DESCRIPTION OF THE TASK -
According to the relationship advice text below, why should you avoid acting like an armchair counselor and trying to pull the issues out of a partner who doesn't feel like talking?

DOCUMENT EXTRACT -
[Start of Attachment]

6. Stay on the Same Page
The traditional homily of a partnership making two people one flesh is often misunderstood. While you empathize and feel part of each other in a committed relationship, you’ve not lost your individuality. Still, you must be supportive and work together for a union to flourish.
When your partner is coping with difficult issues, maybe at work or other challenges, be a united front. Try to find solutions together, and she will feel your supportive love. Listen intently and ask questions, so there are no misunderstandings.
7. Be an Encouragement
When your man is beaten down to the ground, you may be the only person who can lift his spirits. As committed partners, you should be each other’s biggest fan and cheerleader. Sincere encouragement can go a long way when your lover feels like he’s a loser, and everything is his fault.
Find helpful ways to offer words of praise and encouragement that are genuine and specific. Remind him of his vast talents and past achievements, and how you’ve overcome obstacles victoriously in the past. It may rev up his spirits enough to realize that nothing is forever, even problems.
8. Choose Your Battles
One of the most natural emotions to display is anger, especially for guys. In reality, anger is a formidable mask to cover fear and powerlessness. It’s not easy to be supportive when your person is taking his anger and frustration out on you.
In these cases, you can take so much until you feel like snapping. Although it’s easier said than done, try to step back and be an objective observer. When people are hurting, they usually lash out at the ones they love who are trying to help.
If your lady doesn’t feel like talking, just let her know you’ll be there to listen when she’s ready. Please resist the urge to be an armchair counselor and try to pull the issues out of her. She will probably end up feeling resentful of you, and she will shut down any conversation in the future.
When you are your lover’s safe place, she feels free and safe to display anger and say what’s on her mind. However, that doesn’t give anyone the right to abuse you verbally or physically. If your man is feeling grumpy about everything you say or do, refuse to be taken into his dark mood.
You’ll probably find that something is on his mind, and he will apologize for taking it out on you.
9. Find a Source of Strength Together
As humans, you and your person are triune beings composed of body, mind, and spirit. These work in tandem for your total well-being. If any aspect is askew, your entire being will be affected. Being supportive doesn’t mean you have all the answers or strength.

[End of Attachment]

RECORDS SUPPLIED -

[Start of Attachment]

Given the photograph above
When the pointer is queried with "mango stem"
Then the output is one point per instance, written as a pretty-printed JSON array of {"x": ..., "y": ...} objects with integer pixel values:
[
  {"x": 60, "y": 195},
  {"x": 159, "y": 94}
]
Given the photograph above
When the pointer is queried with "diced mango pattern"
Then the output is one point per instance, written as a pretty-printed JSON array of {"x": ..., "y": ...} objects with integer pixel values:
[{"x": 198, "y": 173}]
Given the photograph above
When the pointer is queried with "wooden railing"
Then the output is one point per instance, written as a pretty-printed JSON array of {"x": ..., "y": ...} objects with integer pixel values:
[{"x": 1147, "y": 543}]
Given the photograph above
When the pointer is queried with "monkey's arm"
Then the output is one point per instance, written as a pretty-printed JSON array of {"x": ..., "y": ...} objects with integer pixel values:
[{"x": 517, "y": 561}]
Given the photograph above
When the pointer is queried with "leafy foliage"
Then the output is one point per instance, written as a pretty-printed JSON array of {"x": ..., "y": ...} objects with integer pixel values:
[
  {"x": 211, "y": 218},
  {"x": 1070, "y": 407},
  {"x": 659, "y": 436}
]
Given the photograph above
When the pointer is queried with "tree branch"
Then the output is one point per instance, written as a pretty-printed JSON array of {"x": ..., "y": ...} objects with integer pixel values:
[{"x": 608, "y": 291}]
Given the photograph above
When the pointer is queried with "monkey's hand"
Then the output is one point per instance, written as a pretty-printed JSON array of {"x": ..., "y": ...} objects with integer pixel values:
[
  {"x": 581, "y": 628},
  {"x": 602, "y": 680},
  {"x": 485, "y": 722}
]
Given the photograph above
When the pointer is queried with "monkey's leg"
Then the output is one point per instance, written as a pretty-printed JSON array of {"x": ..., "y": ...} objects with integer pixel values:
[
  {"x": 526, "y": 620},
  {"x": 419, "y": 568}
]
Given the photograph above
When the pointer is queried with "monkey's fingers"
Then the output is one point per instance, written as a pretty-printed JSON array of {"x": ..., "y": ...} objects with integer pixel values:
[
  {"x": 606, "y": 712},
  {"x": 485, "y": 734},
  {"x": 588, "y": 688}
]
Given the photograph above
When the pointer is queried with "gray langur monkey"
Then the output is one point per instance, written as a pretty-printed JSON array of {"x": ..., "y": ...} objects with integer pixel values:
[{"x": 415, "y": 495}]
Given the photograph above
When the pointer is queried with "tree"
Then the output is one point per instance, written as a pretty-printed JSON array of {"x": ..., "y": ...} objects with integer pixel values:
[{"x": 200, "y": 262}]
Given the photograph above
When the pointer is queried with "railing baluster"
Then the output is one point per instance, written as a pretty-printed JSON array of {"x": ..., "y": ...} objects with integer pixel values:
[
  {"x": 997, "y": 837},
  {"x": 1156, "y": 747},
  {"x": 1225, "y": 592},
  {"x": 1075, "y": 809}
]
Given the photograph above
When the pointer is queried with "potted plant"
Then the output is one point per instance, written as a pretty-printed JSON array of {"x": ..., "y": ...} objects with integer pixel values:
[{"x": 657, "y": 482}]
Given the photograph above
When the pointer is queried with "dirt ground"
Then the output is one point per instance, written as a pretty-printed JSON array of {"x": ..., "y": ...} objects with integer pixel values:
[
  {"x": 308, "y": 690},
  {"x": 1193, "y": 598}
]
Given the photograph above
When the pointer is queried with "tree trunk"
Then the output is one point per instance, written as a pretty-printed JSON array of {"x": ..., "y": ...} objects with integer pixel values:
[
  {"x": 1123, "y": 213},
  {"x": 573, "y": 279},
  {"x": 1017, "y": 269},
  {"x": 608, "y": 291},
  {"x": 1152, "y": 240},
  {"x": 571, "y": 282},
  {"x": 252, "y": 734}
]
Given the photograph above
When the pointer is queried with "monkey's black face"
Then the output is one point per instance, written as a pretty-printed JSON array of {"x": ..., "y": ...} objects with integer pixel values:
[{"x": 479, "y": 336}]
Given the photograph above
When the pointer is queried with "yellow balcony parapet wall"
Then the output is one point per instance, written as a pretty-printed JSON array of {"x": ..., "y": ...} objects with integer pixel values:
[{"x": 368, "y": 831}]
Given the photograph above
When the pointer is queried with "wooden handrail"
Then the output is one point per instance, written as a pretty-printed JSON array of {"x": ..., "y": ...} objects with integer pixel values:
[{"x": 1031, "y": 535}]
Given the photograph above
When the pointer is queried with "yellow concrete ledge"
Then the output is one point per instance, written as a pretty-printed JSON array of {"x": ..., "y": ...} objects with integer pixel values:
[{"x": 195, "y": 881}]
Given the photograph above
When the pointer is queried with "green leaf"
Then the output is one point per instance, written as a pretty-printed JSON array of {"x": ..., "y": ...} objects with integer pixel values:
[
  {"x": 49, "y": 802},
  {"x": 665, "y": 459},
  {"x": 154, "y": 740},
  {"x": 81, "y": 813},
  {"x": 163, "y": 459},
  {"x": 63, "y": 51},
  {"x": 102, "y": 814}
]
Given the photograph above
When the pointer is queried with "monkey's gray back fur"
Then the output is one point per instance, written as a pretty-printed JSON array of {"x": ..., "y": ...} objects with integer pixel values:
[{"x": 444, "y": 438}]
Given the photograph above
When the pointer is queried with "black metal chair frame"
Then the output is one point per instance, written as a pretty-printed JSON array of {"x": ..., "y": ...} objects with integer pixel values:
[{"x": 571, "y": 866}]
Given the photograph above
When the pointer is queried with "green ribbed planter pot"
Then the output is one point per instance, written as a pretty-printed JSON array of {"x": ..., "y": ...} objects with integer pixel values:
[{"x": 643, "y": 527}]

[End of Attachment]

TASK ANSWER -
Pulling the issues out of her will probably leave her feeling resentful of you. She will also shut down any conversation in the future. Instead, let her know you'll be there to listen when she's ready.